_WHAT YOU SHOULD DO_
Keep each entry exactly as written when you repeat it, and skip the images.

_DATA_

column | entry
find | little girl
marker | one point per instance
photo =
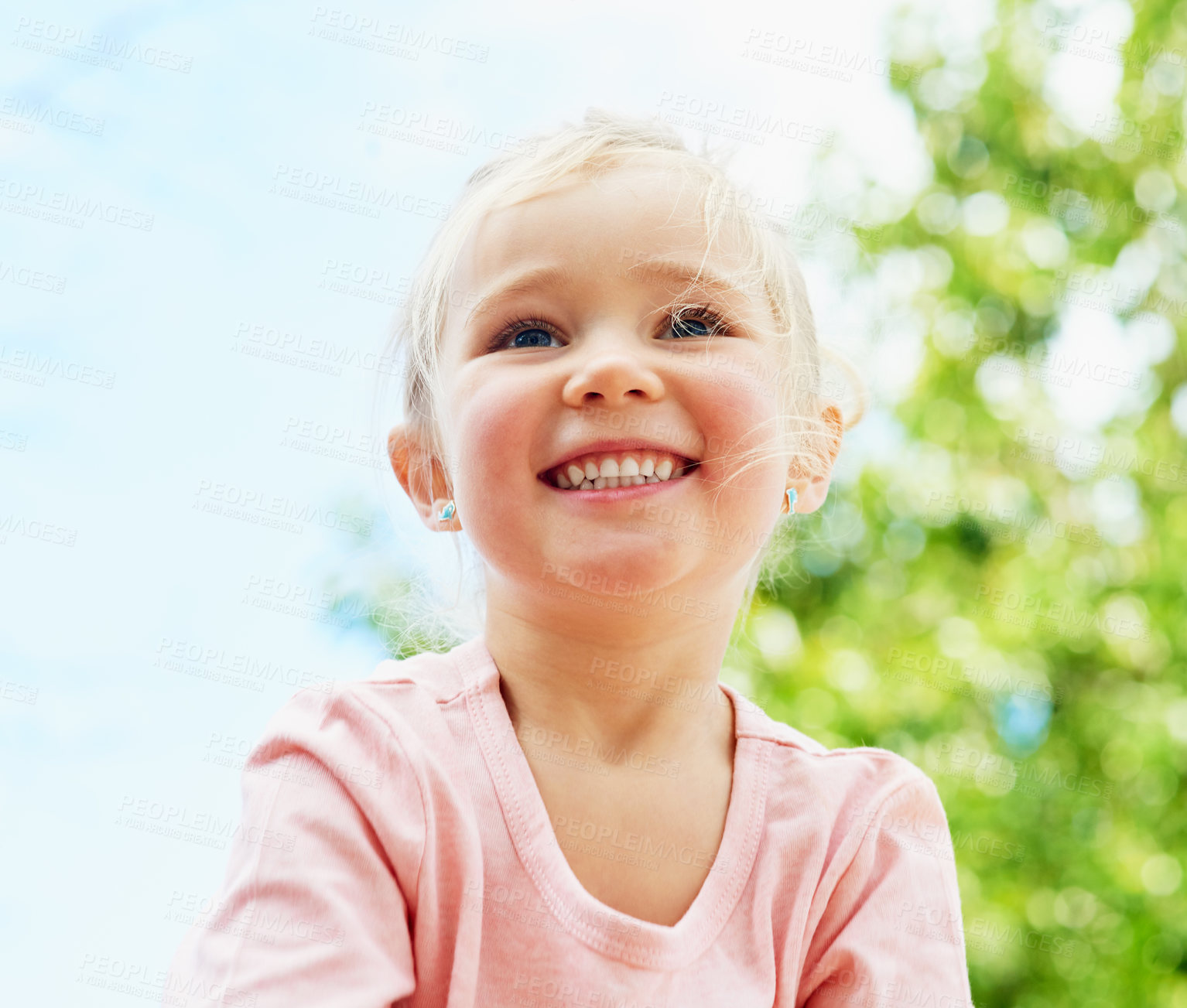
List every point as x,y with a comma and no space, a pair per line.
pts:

_EXPECTED ANSWER_
column | entry
find | little girl
marker | one point per instance
photo =
List every point as x,y with a comma and no space, a pair per line.
pts:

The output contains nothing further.